*** Opening EXTRACT ***

24 July 2017 | News
This approach helps in rapid identification of potential DNA binding molecules for cancer therapy.
Scientists at the Indian Association for the Cultivation of Science (IACS), Jadavpur, Kolkata, have used a novel approach to drug discovery by attaching or linking a DNA sequence of interest to gold-coated magnetic nanoparticles and picking those molecules that target and bind to the DNA sequence for further study. This approach helps in rapid identification of potential DNA binding molecules for cancer therapy.
The traditional approach is to synthesize compounds and study their interactions with drug targets before choosing the best drug molecules. This is both time consuming and laborious.
So, a team of researchers at IACS first immobilised G-quadruplex DNA on to gold-coated magnetic nanoparticles and left the target in a solution containing azide and alkyne functional groups. Since G-quadruplexes are involved in regulation of the gene expression, there is increased interest in finding molecules that target them.
The azide and alkyne fragments that are capable of binding to the adjacent sites of the G-quadruplex react with each other to produce triazole products. The researchers found that of the three triazole compounds that selectively bound to the G-quadruplex target, one (Tz 1) was found in large proportion and was the only molecule that was obtained when the nanoparticle was recycled for the fourth and fifth time.
Based on the extremely high cellular activity of identified drug compound, researchers believe that this methodology using DNA nano-template allows easy synthesis of high-affinity drug molecules for the target DNA without performing any conventional drug synthesis procedures.

*** Closing EXTRACT ***
*** Opening PROVIDED MATERIAL ***

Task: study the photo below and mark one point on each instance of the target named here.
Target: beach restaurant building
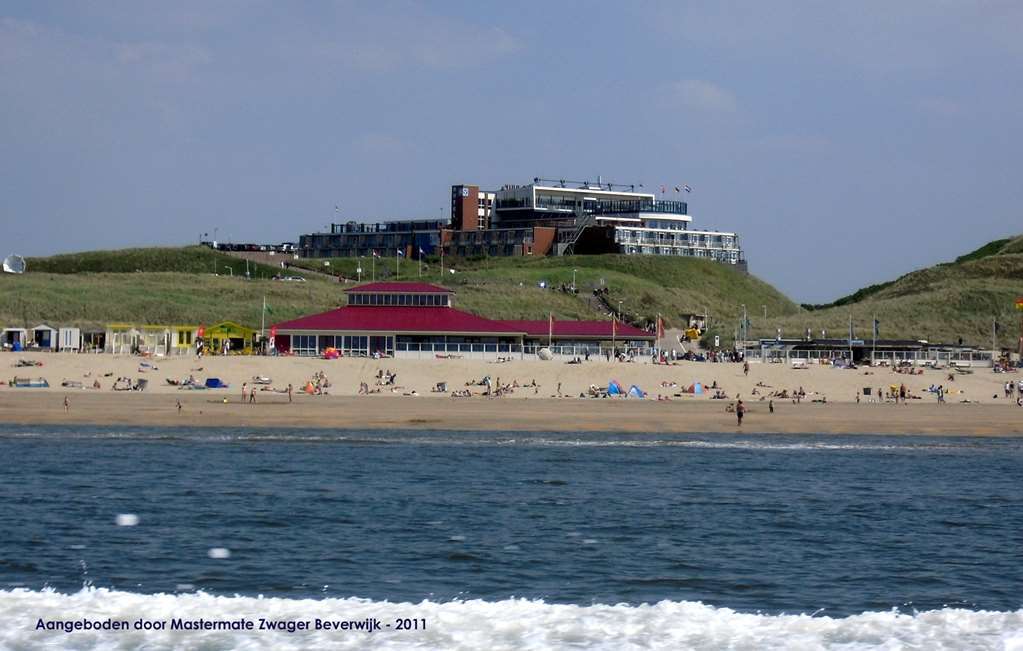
(417, 319)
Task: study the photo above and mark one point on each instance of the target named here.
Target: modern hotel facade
(537, 219)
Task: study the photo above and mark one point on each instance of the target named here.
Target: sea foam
(513, 623)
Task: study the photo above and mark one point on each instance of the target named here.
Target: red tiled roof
(578, 329)
(400, 288)
(398, 319)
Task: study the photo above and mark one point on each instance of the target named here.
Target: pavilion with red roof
(393, 318)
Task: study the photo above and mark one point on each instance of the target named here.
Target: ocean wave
(767, 442)
(512, 623)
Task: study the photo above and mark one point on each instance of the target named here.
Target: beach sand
(526, 408)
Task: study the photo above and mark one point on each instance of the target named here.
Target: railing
(514, 351)
(877, 358)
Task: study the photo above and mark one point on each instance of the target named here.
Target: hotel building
(541, 218)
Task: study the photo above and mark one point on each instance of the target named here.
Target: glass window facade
(399, 300)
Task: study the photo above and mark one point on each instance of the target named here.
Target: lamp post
(745, 330)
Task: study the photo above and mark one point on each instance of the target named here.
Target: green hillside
(944, 302)
(178, 259)
(162, 286)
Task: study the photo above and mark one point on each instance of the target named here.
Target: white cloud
(700, 95)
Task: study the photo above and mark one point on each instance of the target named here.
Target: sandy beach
(526, 407)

*** Closing PROVIDED MATERIAL ***

THE TASK: According to the news item on DNA-targeted drug discovery, which triazole compound was the only molecule obtained when the nanoparticle was recycled for the fourth and fifth time? The lines are separate material and have no connection to the news item.

WRITTEN SOLUTION: Tz 1